Exercise goal » Write the records out again, keeping each line exactly as it is.

Record list »
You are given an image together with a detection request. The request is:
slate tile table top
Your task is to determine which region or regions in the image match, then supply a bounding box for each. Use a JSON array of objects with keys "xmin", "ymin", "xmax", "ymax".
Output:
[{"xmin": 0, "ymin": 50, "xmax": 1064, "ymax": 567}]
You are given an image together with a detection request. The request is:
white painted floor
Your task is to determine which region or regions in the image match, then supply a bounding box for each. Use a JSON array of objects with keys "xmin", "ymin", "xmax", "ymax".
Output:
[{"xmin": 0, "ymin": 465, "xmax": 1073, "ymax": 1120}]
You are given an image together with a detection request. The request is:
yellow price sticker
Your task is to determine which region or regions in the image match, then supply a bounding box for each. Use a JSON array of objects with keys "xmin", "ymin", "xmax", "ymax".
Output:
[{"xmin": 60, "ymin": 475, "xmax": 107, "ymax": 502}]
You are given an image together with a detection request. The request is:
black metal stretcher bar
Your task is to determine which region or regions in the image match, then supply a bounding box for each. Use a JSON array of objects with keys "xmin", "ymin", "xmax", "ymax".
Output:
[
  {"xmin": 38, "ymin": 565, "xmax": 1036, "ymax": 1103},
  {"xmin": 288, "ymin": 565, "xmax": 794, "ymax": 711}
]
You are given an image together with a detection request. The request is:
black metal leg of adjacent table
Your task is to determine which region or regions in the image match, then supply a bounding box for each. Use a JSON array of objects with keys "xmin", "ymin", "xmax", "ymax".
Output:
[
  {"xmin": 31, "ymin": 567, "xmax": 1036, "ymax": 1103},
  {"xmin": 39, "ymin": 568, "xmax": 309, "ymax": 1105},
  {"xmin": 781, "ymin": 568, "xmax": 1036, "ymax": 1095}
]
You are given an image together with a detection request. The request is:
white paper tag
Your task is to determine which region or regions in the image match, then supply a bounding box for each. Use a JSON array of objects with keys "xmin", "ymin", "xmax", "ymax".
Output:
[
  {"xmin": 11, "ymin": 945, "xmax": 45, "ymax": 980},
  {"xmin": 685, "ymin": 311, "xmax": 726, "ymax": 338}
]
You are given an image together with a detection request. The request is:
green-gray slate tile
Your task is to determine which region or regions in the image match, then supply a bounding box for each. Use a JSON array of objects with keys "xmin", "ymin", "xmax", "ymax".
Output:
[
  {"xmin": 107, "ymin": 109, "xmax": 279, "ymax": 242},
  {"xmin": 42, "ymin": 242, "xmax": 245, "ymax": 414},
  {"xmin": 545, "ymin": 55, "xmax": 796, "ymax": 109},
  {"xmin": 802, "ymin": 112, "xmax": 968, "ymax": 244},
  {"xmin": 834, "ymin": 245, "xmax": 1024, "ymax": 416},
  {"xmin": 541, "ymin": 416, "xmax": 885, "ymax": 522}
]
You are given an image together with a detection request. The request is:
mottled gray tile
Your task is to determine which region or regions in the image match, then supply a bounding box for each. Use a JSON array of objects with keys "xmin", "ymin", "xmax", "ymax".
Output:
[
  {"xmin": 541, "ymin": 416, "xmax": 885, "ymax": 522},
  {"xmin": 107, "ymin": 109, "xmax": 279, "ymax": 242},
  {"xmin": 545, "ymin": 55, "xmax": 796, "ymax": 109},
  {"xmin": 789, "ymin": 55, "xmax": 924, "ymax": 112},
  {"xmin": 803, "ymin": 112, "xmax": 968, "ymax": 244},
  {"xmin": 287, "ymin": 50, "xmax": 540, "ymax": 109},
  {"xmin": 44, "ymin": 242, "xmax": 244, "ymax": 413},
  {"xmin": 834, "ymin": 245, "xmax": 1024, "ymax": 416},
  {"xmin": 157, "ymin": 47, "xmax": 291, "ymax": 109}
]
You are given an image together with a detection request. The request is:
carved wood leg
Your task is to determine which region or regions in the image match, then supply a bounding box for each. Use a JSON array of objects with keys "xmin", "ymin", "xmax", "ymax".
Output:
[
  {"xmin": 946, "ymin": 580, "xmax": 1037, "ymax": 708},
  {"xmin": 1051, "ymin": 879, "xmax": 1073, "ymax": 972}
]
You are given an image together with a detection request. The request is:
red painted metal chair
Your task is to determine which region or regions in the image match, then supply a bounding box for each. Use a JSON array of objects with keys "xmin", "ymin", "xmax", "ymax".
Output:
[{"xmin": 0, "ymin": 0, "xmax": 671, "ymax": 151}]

Output »
You are given an image together with a detection request. The request is:
slate tile table top
Your task is to determine which region or regions in the image match, then supply a bounding box for each. Use a JSON array of objects with keys "xmin", "ymin", "xmax", "ymax".
Output:
[{"xmin": 0, "ymin": 50, "xmax": 1064, "ymax": 567}]
You are given an image together with a detection request. The request is:
white painted floor
Your task is to determine which region or regions in the image match, then supply a bounding box for each. Use a JSON array of objects with keys "xmin", "ymin", "xmax", "ymax".
Output:
[{"xmin": 0, "ymin": 465, "xmax": 1073, "ymax": 1120}]
You are given an image together with a detection request. The request is:
yellow price sticker
Your task is to determine which region or regions in the image match, then supply a bounding box for each. Use a JSON array of objects with keys "xmin", "ymin", "xmax", "ymax".
Output:
[{"xmin": 60, "ymin": 475, "xmax": 107, "ymax": 502}]
You are given an image together with a detection request. The request is:
black metal stretcher bar
Your task is to determine which region or regions in the image match, then supply a bounding box for each. Use a JSON array of objects with keys "xmin", "ymin", "xmax", "ymax".
Output:
[
  {"xmin": 38, "ymin": 565, "xmax": 1036, "ymax": 1103},
  {"xmin": 288, "ymin": 565, "xmax": 794, "ymax": 711}
]
You are given an image together with a detection request. The request is:
black metal leg of adjacent table
Your task is to determine which region or regions in the image match, then supply a bounding box for each. Use a JSON array of objects with keys "xmin", "ymin", "xmax", "ymax".
Output:
[
  {"xmin": 31, "ymin": 567, "xmax": 1036, "ymax": 1103},
  {"xmin": 39, "ymin": 568, "xmax": 309, "ymax": 1105},
  {"xmin": 781, "ymin": 568, "xmax": 1036, "ymax": 1095}
]
You are given an image together with a detection request. The request is:
white paper tag
Your task is to determine which region or regions in the image match, then supply a bounding box for each. Use a JSON array of objects with keys "xmin", "ymin", "xmax", "ymax".
Output:
[
  {"xmin": 11, "ymin": 945, "xmax": 45, "ymax": 980},
  {"xmin": 685, "ymin": 311, "xmax": 726, "ymax": 338}
]
You are given an image together with a detection request. The request is:
green-gray slate tile
Your task is to determine which region or regions in the image match, then supply a bounding box for each. Use a JSON array of objects with keys "xmin", "ymin", "xmax", "ymax".
Output:
[
  {"xmin": 107, "ymin": 109, "xmax": 279, "ymax": 242},
  {"xmin": 42, "ymin": 242, "xmax": 245, "ymax": 414},
  {"xmin": 545, "ymin": 55, "xmax": 796, "ymax": 109},
  {"xmin": 802, "ymin": 112, "xmax": 968, "ymax": 244},
  {"xmin": 834, "ymin": 245, "xmax": 1024, "ymax": 416},
  {"xmin": 541, "ymin": 416, "xmax": 885, "ymax": 522}
]
You are given an image together with a detection request. The request is:
mottled gray tile
Your task is to determine which region or regions in the image match, then supply a bounding box for each. Use a JSON array of objects with keys "xmin", "ymin", "xmax", "ymax".
Output:
[
  {"xmin": 541, "ymin": 416, "xmax": 885, "ymax": 522},
  {"xmin": 107, "ymin": 109, "xmax": 279, "ymax": 242},
  {"xmin": 545, "ymin": 55, "xmax": 796, "ymax": 109},
  {"xmin": 789, "ymin": 55, "xmax": 924, "ymax": 112},
  {"xmin": 803, "ymin": 112, "xmax": 968, "ymax": 244},
  {"xmin": 287, "ymin": 50, "xmax": 540, "ymax": 109},
  {"xmin": 44, "ymin": 242, "xmax": 244, "ymax": 413},
  {"xmin": 834, "ymin": 245, "xmax": 1024, "ymax": 416},
  {"xmin": 157, "ymin": 47, "xmax": 291, "ymax": 109}
]
You are given an image together with a detection request. The request is:
carved wood leg
Your task is to determine which region or regions in the image match, then supply a bounding box for each. Use a JSON array of objects with keys "xmin", "ymin", "xmax", "ymax".
Output:
[
  {"xmin": 946, "ymin": 580, "xmax": 1037, "ymax": 708},
  {"xmin": 1051, "ymin": 879, "xmax": 1073, "ymax": 972}
]
You are given an image together with a detection request. The request is:
red painted metal chair
Your task is to determine which region or regions in the image match, then supply a bounding box for each. Use a JSON array of objects with keys "xmin", "ymin", "xmax", "ymax".
Output:
[{"xmin": 0, "ymin": 0, "xmax": 671, "ymax": 151}]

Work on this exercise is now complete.